***** Given entries *****
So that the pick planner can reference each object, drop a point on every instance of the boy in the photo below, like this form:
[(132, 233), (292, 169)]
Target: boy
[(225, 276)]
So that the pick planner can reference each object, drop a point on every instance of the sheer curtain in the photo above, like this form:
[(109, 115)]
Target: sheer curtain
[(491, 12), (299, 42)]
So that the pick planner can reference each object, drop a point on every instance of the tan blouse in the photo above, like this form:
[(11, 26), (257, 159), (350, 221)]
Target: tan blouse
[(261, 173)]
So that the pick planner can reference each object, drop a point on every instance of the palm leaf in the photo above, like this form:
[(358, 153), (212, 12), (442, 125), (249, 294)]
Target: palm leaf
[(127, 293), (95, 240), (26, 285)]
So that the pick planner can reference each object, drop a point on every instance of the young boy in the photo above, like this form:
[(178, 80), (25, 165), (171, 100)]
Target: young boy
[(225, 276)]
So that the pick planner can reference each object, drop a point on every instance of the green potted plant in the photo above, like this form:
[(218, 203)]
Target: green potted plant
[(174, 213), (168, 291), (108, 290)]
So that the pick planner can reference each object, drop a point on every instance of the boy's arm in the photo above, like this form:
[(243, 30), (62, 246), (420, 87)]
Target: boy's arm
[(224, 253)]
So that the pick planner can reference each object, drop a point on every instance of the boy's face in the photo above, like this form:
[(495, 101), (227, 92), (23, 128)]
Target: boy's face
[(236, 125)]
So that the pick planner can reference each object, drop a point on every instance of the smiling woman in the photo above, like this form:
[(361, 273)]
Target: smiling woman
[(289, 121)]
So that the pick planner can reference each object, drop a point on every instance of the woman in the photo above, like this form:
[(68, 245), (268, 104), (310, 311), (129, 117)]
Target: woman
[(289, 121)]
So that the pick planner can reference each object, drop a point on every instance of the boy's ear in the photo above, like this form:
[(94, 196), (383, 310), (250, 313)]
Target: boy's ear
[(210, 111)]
*****
Copy out the entries word for word, beginning with the line that contains "the boy's face" and continuing through the last line of the entries.

So that the pick planner can reference each object, drop a point on every instance of the boy's face in the photo above, like this form:
[(495, 101), (227, 92), (23, 128)]
Target: boy's face
[(236, 125)]
So that the pick planner can reference each object, drop a point on every instance of the smiling woman in the photo above, like this form:
[(361, 273)]
Target: smiling woman
[(289, 121)]
So that the pick planner can reference each object, drop a point on every instance of the woman in the photo above, like this form:
[(68, 245), (268, 104), (310, 311), (129, 117)]
Target: woman
[(289, 121)]
So that the pick planner can reference each object, drop a point on every instance of the boy's ear in the photo above, like this form:
[(94, 196), (383, 310), (250, 313)]
Target: boy's ear
[(210, 111)]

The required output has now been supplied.